* _YOUR TASK_: Reproduce only the lines of the material starting at the line containing "outline blue butterfly" and ending at the line containing "107), (118, 118)]", swapping "blue butterfly" for "yellow butterfly". Leave everything else in those lines unchanged.

* _INPUT FOR THIS TASK_:

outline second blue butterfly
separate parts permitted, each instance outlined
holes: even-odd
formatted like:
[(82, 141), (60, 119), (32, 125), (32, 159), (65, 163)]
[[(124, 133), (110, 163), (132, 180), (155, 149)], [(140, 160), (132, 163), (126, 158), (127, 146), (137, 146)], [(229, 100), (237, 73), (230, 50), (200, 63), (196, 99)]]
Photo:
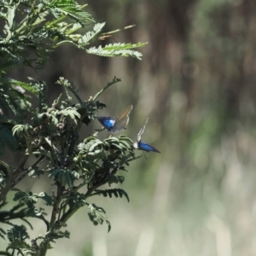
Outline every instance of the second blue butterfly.
[(129, 113), (132, 105), (127, 107), (117, 118), (111, 116), (99, 116), (99, 122), (110, 132), (118, 132), (125, 130), (129, 123)]
[(142, 142), (142, 135), (144, 132), (148, 120), (148, 118), (147, 119), (146, 124), (143, 126), (143, 128), (142, 128), (140, 130), (140, 131), (138, 132), (137, 138), (136, 138), (137, 142), (133, 143), (133, 147), (137, 149), (141, 149), (141, 150), (144, 150), (147, 152), (152, 151), (152, 152), (160, 153), (159, 150), (157, 150), (154, 147), (150, 146), (149, 144), (147, 144), (147, 143)]

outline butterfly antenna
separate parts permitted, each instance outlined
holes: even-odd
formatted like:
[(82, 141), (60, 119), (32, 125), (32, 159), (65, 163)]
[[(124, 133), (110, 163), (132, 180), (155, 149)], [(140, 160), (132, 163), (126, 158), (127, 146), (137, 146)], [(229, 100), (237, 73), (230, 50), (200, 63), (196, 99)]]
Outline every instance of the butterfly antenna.
[(148, 160), (144, 151), (143, 151), (143, 154), (144, 154), (145, 159)]

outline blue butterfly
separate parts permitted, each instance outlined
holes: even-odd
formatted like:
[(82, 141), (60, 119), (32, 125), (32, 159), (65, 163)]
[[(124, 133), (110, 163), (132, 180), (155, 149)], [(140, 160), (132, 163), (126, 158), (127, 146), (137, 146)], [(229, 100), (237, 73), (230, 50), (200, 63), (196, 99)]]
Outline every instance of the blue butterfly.
[(139, 133), (137, 134), (137, 138), (136, 138), (137, 142), (133, 143), (133, 147), (137, 149), (141, 149), (141, 150), (144, 150), (147, 152), (152, 151), (152, 152), (160, 153), (159, 150), (157, 150), (154, 147), (142, 142), (142, 135), (144, 132), (144, 130), (148, 124), (148, 118), (147, 119), (146, 124), (143, 126), (143, 128), (142, 128), (140, 130)]
[(111, 116), (97, 117), (99, 122), (111, 132), (118, 132), (125, 130), (129, 122), (129, 113), (132, 109), (132, 105), (127, 107), (118, 118)]

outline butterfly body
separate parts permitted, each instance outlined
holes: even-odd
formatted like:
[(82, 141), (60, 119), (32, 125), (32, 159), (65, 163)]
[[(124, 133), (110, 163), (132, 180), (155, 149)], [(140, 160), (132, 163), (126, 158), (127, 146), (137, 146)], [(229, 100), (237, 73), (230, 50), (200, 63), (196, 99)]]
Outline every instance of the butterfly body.
[(147, 151), (147, 152), (150, 152), (150, 151), (153, 151), (153, 152), (156, 152), (156, 153), (160, 153), (159, 150), (157, 150), (155, 148), (140, 141), (138, 143), (133, 143), (133, 147), (135, 148), (137, 148), (137, 149), (141, 149), (141, 150), (144, 150), (144, 151)]
[(147, 152), (152, 151), (152, 152), (160, 153), (155, 148), (142, 142), (142, 135), (144, 132), (144, 130), (145, 130), (146, 125), (148, 124), (148, 118), (147, 119), (146, 124), (143, 126), (143, 128), (142, 128), (140, 130), (140, 131), (138, 132), (138, 134), (137, 136), (137, 138), (136, 138), (137, 142), (133, 143), (133, 147), (134, 147), (134, 148), (140, 149), (140, 150), (144, 150), (144, 151), (147, 151)]
[(129, 113), (132, 105), (127, 107), (117, 118), (111, 116), (99, 116), (98, 121), (110, 132), (118, 132), (125, 130), (129, 123)]

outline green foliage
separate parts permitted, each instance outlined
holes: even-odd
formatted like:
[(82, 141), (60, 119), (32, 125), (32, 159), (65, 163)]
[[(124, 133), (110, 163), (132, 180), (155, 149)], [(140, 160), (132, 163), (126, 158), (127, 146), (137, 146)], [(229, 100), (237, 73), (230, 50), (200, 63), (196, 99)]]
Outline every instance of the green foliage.
[[(102, 129), (83, 141), (79, 137), (82, 126), (93, 122), (96, 113), (106, 107), (97, 98), (119, 79), (113, 78), (101, 91), (84, 101), (73, 83), (60, 78), (56, 83), (62, 86), (63, 94), (49, 102), (48, 85), (44, 81), (29, 78), (30, 82), (25, 83), (7, 78), (6, 72), (20, 66), (34, 70), (44, 68), (49, 52), (61, 44), (72, 44), (85, 53), (102, 56), (132, 56), (140, 60), (141, 53), (134, 49), (145, 44), (88, 48), (101, 37), (105, 23), (92, 26), (95, 21), (84, 11), (85, 6), (73, 0), (0, 0), (0, 19), (4, 21), (4, 32), (0, 35), (0, 155), (4, 155), (6, 148), (23, 154), (16, 167), (6, 160), (0, 161), (0, 208), (8, 204), (7, 194), (26, 176), (48, 176), (55, 186), (51, 195), (16, 191), (13, 198), (15, 205), (8, 211), (0, 211), (0, 222), (13, 228), (7, 233), (1, 228), (0, 236), (5, 238), (7, 234), (7, 251), (11, 250), (11, 255), (44, 256), (56, 239), (69, 238), (65, 230), (67, 222), (84, 206), (94, 224), (106, 223), (110, 230), (104, 209), (88, 201), (92, 196), (103, 195), (125, 196), (129, 201), (127, 193), (121, 189), (100, 188), (122, 183), (125, 177), (119, 172), (126, 171), (130, 161), (138, 157), (135, 155), (133, 142), (123, 135), (102, 141), (97, 137)], [(31, 103), (32, 97), (37, 99), (34, 106)], [(73, 103), (73, 98), (78, 103)], [(28, 160), (30, 165), (26, 166)], [(37, 207), (38, 201), (52, 208), (49, 218), (43, 207)], [(42, 220), (46, 233), (26, 243), (26, 228), (13, 221), (19, 218), (32, 228), (29, 218)]]

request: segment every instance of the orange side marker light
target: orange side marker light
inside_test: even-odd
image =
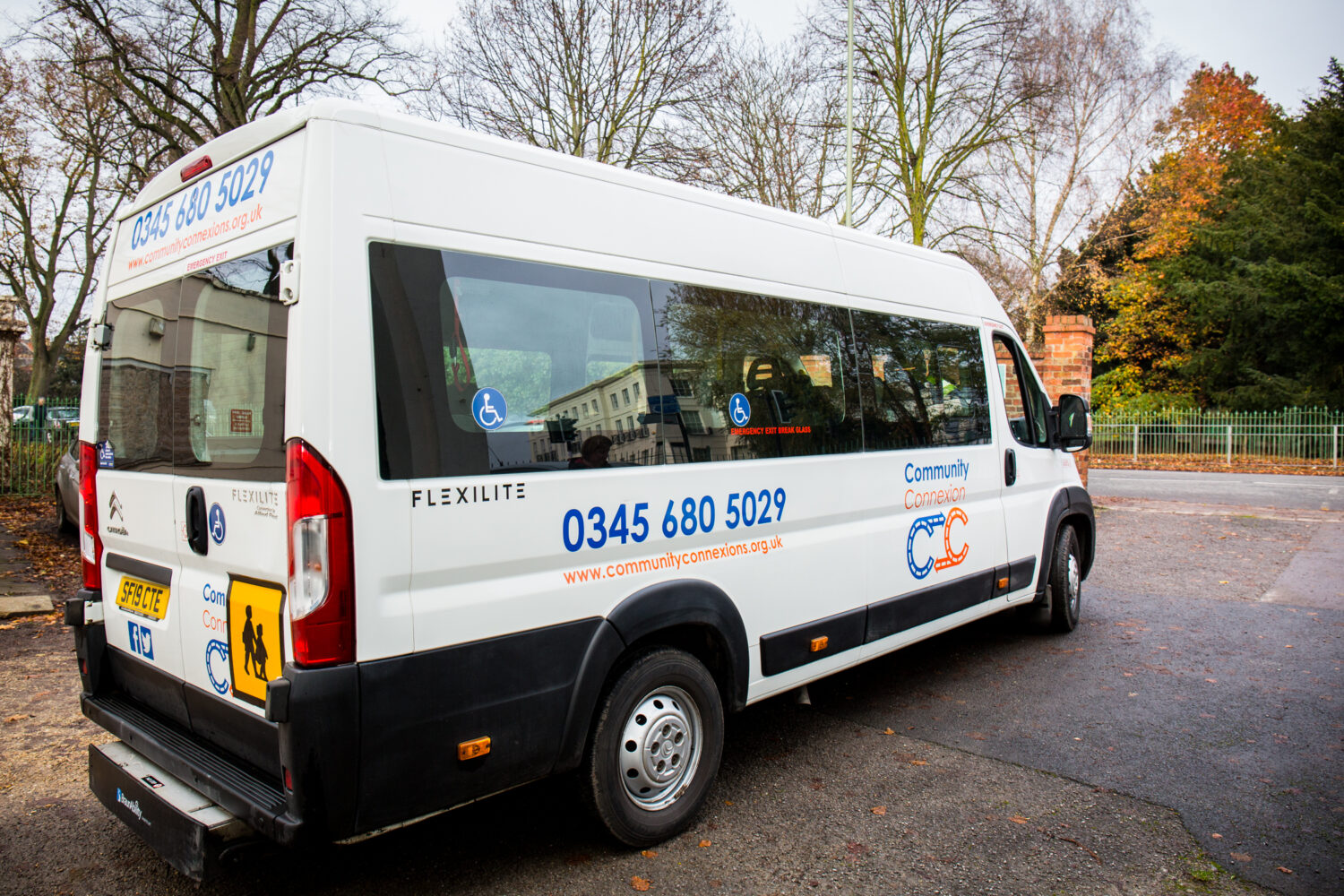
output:
[[[480,759],[491,751],[489,737],[477,737],[476,740],[464,740],[457,744],[457,759],[458,762],[466,762],[468,759]]]

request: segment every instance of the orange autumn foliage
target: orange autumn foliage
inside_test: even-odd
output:
[[[1156,128],[1165,152],[1140,179],[1140,211],[1132,224],[1138,239],[1106,290],[1116,318],[1097,353],[1111,368],[1103,392],[1116,399],[1188,390],[1180,368],[1191,357],[1193,324],[1154,262],[1189,246],[1195,224],[1223,187],[1230,159],[1270,145],[1275,109],[1254,85],[1254,77],[1238,75],[1228,64],[1202,64]]]
[[[1254,85],[1253,75],[1238,75],[1227,63],[1218,70],[1203,63],[1157,125],[1167,152],[1140,183],[1146,210],[1138,224],[1148,236],[1136,261],[1175,255],[1189,244],[1191,227],[1222,187],[1228,156],[1269,142],[1274,107]]]

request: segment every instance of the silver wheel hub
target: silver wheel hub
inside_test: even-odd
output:
[[[646,695],[625,720],[618,747],[625,794],[640,809],[672,805],[700,762],[700,711],[681,688]]]

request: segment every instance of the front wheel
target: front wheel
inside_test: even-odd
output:
[[[1083,564],[1074,527],[1059,528],[1050,559],[1050,630],[1063,634],[1078,625],[1083,595]]]
[[[585,763],[589,799],[617,840],[652,846],[691,823],[722,756],[714,677],[688,653],[649,650],[602,701]]]

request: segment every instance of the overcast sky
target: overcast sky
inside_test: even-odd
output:
[[[797,27],[801,11],[814,0],[727,0],[738,17],[780,40]],[[392,0],[415,30],[437,35],[456,0]],[[0,11],[24,16],[34,0],[0,0]],[[1344,56],[1341,0],[1148,0],[1156,42],[1189,60],[1249,71],[1271,101],[1297,111],[1320,87],[1325,63]],[[0,30],[3,24],[0,24]]]
[[[8,1],[8,0],[3,0]],[[456,0],[394,0],[401,15],[438,34]],[[727,0],[767,40],[786,38],[814,0]],[[1154,43],[1214,67],[1232,63],[1257,87],[1296,111],[1314,95],[1331,56],[1344,58],[1344,0],[1148,0]]]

* _WRITTEN ANSWER_:
outline yellow butterfly
separate parts permitted, each instance outlined
holes: even-odd
formatted like:
[(82, 141), (60, 119), (32, 125), (32, 159), (65, 163)]
[[(124, 133), (110, 163), (132, 180), (155, 149)], [(140, 160), (132, 163), (126, 158), (127, 146), (137, 146)], [(229, 100), (237, 73), (230, 50), (200, 63), (196, 99)]]
Outline every instance of the yellow butterfly.
[(139, 133), (137, 134), (137, 138), (136, 138), (137, 142), (133, 143), (133, 147), (137, 149), (141, 149), (141, 150), (144, 150), (147, 152), (152, 151), (152, 152), (160, 153), (159, 150), (157, 150), (154, 147), (142, 142), (142, 135), (144, 132), (144, 130), (148, 124), (148, 118), (147, 119), (146, 124), (143, 126), (143, 128), (142, 128), (140, 130)]
[(111, 116), (97, 117), (99, 122), (111, 132), (118, 132), (125, 130), (129, 122), (129, 113), (132, 109), (132, 105), (127, 107), (118, 118)]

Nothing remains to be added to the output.